§ Work order 1
In the Maryland news roundup, what amount did O'Malley and his wife pay for the items from the governor's mansion?
§ Work order 2
Extend the Maryland news roundup beyond its last item.

§ Source text
AD CAMPAIGN ON TESTING: Maryland educators launched a statewide back-to-school advertising campaign to push for a reduction in standardized testing. The $500,000 campaign by the Maryland State Education Association — called “Less Testing, More Learning”—features 10 teachers and education support professionals  who share their firsthand experiences of how over-testing makes it more difficult for their students to learn.

FIRING STATE WORKERS: A real-life drama — and personal tragedy — played out last week when the Maryland Board of Public Works took up the Hogan administration’s request to fire 59 state workers who don’t deserve to be coldly thrown out of their jobs, opines columnist Barry Rascovar for MarylandReporter.com. Most have earned sterling performance reviews. They have worked diligently for the state responsibly handling personnel matters.

FEDERAL CONTRACTS CONTRACT: Robert McCartney of the Post writes that federal sequestration has changed the game for countless numbers of businesses in Maryland and other D.C. areas that used to rely on government contract work.

ETHICS RULING SOUGHT ON O’MALLEY PURCHASES: An assistant attorney general asked Friday for a state ethics commission ruling on whether former Gov. Martin O’Malley’s purchase of furniture from the governor’s mansion violated rules regarding state-owned property. Doug Donovan of the Sun is reporting that when O’Malley and his family moved out of the mansion in January, they left with 54 items that he bought at steep discounts because every piece had been declared “junk” by his administration. O’Malley and his wife paid $9,638 for armoires, beds, chairs, desks, lamps, mirrors, ottomans, tables and other items that originally cost taxpayers $62,000, according to documents.

FRANCHOT URGES COLLEGE SAVINGS: Comptroller Peter Franchot told a handful of young moms holding their toddlers and children last week to start saving for college. Franchot said he applied to open two tax-deferred college saving accounts through the College Savings Plans of Maryland for his future grandchildren, reports Cindy Huang for the Annapolis Capital.

MOVING ROCKVILLE STATUE: Montgomery County is presenting five options for relocation of the Confederate soldier statue in Rockville and is offering the public an opportunity to comment before County Executive Ike Leggett asks for permission to move it next month, Aaron Kraut reports for Bethesda Beat.

[Point localization data]
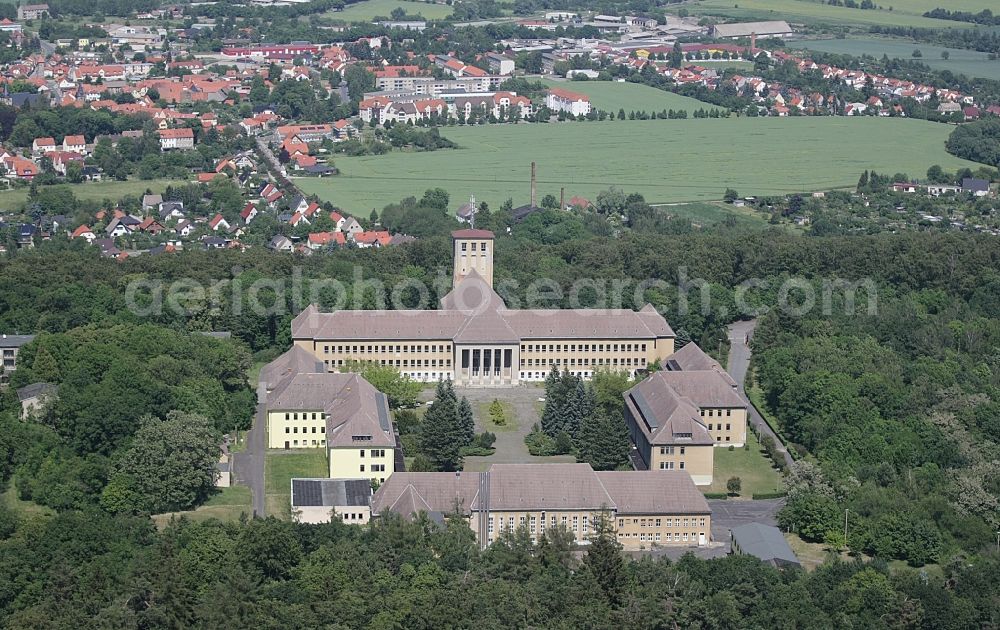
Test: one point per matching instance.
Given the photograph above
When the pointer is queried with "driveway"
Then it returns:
(248, 465)
(510, 446)
(740, 334)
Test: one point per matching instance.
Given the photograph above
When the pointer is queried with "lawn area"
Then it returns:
(366, 11)
(665, 160)
(482, 412)
(279, 469)
(96, 191)
(969, 62)
(702, 213)
(818, 12)
(226, 505)
(612, 96)
(752, 467)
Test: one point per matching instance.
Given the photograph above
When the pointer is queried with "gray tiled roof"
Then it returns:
(536, 487)
(485, 319)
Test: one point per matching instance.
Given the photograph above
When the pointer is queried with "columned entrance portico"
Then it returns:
(486, 365)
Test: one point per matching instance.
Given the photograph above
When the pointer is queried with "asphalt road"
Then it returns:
(248, 465)
(740, 334)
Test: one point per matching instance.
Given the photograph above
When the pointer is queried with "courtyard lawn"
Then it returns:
(969, 62)
(612, 96)
(367, 10)
(818, 12)
(279, 469)
(482, 412)
(93, 191)
(752, 467)
(228, 504)
(667, 161)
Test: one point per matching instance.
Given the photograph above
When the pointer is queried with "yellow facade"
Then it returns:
(728, 427)
(296, 429)
(697, 461)
(355, 463)
(633, 530)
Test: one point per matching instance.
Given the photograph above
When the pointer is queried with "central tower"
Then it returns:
(473, 251)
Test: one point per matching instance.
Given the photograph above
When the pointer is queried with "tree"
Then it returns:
(397, 387)
(169, 466)
(734, 485)
(602, 441)
(443, 432)
(604, 559)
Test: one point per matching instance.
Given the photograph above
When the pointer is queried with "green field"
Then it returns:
(752, 467)
(367, 10)
(612, 96)
(969, 62)
(228, 504)
(94, 191)
(665, 160)
(818, 13)
(279, 469)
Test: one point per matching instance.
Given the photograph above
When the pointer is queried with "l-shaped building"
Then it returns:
(475, 340)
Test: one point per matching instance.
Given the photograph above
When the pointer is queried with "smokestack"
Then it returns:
(534, 191)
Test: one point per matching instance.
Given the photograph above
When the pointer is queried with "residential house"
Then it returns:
(342, 413)
(321, 500)
(642, 507)
(182, 138)
(573, 103)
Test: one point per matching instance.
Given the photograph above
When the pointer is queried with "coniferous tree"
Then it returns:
(442, 433)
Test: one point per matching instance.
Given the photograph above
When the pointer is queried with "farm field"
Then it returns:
(665, 160)
(93, 191)
(817, 12)
(612, 96)
(969, 62)
(369, 9)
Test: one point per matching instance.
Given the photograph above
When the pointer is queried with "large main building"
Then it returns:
(475, 340)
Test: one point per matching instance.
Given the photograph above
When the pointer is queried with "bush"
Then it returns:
(539, 444)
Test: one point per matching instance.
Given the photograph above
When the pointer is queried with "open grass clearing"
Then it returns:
(960, 61)
(819, 13)
(280, 467)
(228, 504)
(667, 161)
(93, 191)
(754, 469)
(482, 411)
(612, 96)
(369, 9)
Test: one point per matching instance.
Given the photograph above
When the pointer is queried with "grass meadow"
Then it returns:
(366, 11)
(93, 191)
(667, 161)
(819, 13)
(968, 62)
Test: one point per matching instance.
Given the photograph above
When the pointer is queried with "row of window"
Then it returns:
(710, 413)
(400, 349)
(400, 363)
(584, 347)
(304, 429)
(638, 361)
(655, 522)
(305, 415)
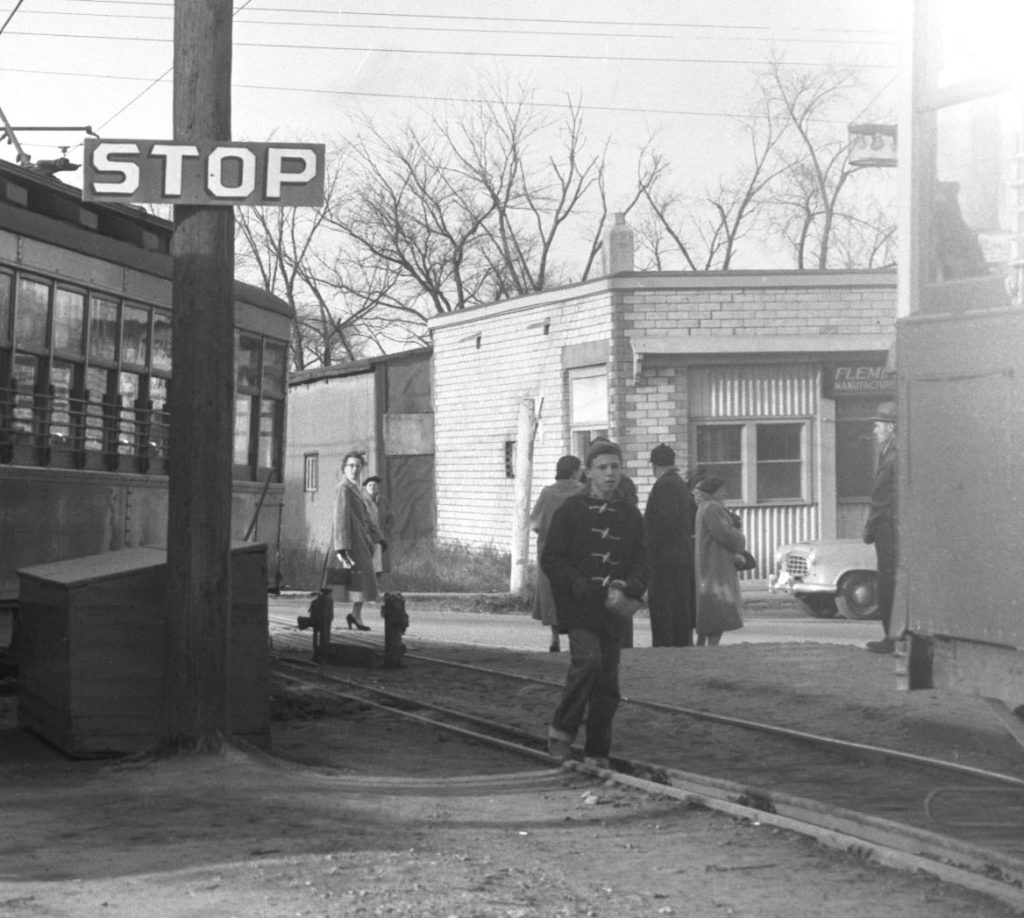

§ Answer space 1
$9,638

§ Answer space 2
ON JIM BRADY: Jen Fifield of the Frederick News Post profiles Jim Brady, writing that it was hard for Jim Brady to leave the private sector 20 years ago, when he was asked to leave a top spot at a large firm to take a high-profile job in state government. If he hadn’t made the switch, though, he wouldn’t have experienced what he says is the pinnacle moment in his career so far — serving as Gov. Larry Hogan’s campaign chairman, and advising him to his gubernatorial win.

HANDICAPPING U.S. SENATE RACE: Fraser Smith of WYPR-FM and Lou Peck, a contributing editor at Bethesda Magazine, handicap the field of candidates to fill the congressional slot of Chris Van Hollen, who is running for U.S. Senate.

O’MALLEY CHIDES DNC: A feud within the Democratic Party spilled into the open Friday at the Democratic National Committee’s summer meeting in Minneapolis, as presidential candidate and former Maryland Gov. Martin O’Malley used his speech to the convention to publicly chide DNC leaders for limiting the number of presidential debates, SA Miller reports in the Washington Times.

NICK MOSBY CONSIDERS MAYORAL RUN: At a “back to school” rally in West Baltimore Sunday, Councilman Nick J. Mosby is working the crowd, writes Luke Broadwater in the Sun. He’s giving out 500 fully stuffed backpacks and talking about citywide issues that need solutions — such as how to deal with dirt bikes and crime — as the New Baltimore Twilighters Marching Band thumps out the hits. There’s one question on people’s minds: Will Mosby, a first-term councilman representing some of Baltimore’s poorest neighborhoods, enter the race for mayor?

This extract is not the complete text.